» GIVEN TASK
Rewrite the records below, changing every "target" to "object" and keeping everything else the same. Omit the pictures.

» DATA EXCERPTS
○ ○ ○ ○ ○
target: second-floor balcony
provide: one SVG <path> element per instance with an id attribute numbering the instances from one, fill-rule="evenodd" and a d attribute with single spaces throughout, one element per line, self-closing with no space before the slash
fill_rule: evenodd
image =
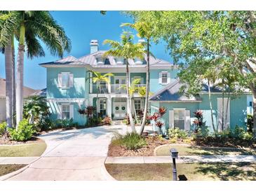
<path id="1" fill-rule="evenodd" d="M 146 86 L 145 84 L 137 84 L 137 87 Z M 126 84 L 100 84 L 90 85 L 90 93 L 95 94 L 126 94 Z M 137 92 L 135 92 L 136 93 Z"/>

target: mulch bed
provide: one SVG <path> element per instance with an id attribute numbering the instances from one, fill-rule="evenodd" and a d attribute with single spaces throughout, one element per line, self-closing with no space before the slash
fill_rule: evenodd
<path id="1" fill-rule="evenodd" d="M 29 141 L 16 142 L 10 140 L 9 137 L 7 138 L 4 138 L 4 137 L 0 137 L 0 145 L 16 145 L 16 144 L 33 144 L 37 142 L 43 142 L 43 140 L 36 137 L 32 137 L 31 139 Z"/>
<path id="2" fill-rule="evenodd" d="M 166 139 L 159 139 L 158 138 L 146 137 L 145 140 L 148 143 L 147 146 L 142 147 L 137 151 L 127 150 L 124 146 L 114 145 L 110 144 L 109 146 L 108 156 L 154 156 L 154 150 L 160 145 L 170 144 Z"/>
○ ○ ○ ○ ○
» EXERCISE ANSWER
object: second-floor balcony
provide: one SVG <path> element per instance with an id attribute numbering the instances from one, fill-rule="evenodd" and a d attribute with single spaces throughout, one element per line, self-closing with no space before the slash
fill_rule: evenodd
image =
<path id="1" fill-rule="evenodd" d="M 146 86 L 145 84 L 137 84 L 137 87 Z M 126 84 L 100 84 L 90 85 L 90 93 L 95 94 L 126 94 Z M 137 92 L 135 92 L 136 93 Z"/>

object: mulch bed
provide: one SVG <path> element per instance with an id attribute numbering the instances from one, fill-rule="evenodd" and a d attribute with single spaces throughout, one element per line, self-closing with no space before the slash
fill_rule: evenodd
<path id="1" fill-rule="evenodd" d="M 29 141 L 16 142 L 10 140 L 9 137 L 7 138 L 4 138 L 4 137 L 0 137 L 0 145 L 16 145 L 16 144 L 33 144 L 37 142 L 43 142 L 43 140 L 36 137 L 32 137 L 31 139 Z"/>
<path id="2" fill-rule="evenodd" d="M 166 139 L 159 139 L 158 138 L 146 137 L 145 140 L 148 143 L 147 146 L 142 147 L 137 151 L 127 150 L 124 146 L 114 145 L 110 144 L 109 146 L 108 156 L 154 156 L 154 150 L 160 145 L 170 144 Z"/>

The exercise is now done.